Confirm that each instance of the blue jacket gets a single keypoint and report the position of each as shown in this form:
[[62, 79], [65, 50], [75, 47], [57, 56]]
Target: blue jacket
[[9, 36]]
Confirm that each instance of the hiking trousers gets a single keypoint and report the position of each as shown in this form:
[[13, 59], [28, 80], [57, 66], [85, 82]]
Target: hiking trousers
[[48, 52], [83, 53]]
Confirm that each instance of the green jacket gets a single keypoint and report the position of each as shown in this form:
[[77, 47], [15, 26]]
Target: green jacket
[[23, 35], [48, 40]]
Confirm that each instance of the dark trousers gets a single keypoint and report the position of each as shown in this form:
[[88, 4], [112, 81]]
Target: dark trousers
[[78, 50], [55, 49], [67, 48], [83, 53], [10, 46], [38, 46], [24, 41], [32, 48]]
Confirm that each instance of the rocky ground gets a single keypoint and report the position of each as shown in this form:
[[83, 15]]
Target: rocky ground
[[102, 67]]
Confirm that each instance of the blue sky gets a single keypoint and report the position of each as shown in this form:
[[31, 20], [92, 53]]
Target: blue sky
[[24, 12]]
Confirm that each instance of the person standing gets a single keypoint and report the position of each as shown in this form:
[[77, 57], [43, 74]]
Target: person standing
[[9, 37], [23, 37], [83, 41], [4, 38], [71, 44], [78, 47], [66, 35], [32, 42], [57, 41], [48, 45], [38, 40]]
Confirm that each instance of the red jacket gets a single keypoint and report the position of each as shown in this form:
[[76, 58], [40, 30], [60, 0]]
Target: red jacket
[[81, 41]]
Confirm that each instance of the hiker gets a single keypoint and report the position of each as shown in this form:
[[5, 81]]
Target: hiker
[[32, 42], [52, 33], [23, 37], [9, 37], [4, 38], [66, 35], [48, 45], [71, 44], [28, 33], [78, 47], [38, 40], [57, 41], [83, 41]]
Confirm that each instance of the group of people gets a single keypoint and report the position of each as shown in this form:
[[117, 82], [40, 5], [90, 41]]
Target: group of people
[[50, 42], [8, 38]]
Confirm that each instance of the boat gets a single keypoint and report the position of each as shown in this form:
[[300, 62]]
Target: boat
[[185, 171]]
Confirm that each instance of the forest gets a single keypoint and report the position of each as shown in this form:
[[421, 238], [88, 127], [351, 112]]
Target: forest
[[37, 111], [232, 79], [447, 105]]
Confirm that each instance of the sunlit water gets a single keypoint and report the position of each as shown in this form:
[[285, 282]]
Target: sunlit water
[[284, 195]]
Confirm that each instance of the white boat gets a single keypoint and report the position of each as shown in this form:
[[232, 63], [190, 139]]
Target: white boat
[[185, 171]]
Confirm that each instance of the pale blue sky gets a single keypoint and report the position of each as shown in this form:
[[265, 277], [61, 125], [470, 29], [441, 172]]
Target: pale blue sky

(Task description)
Search the entries above for the word "pale" and copy each line where it appears.

(Result of this exercise)
Confirm that each instance of the pale blue sky gets a single keypoint and report the position of each as shown in this form:
Target: pale blue sky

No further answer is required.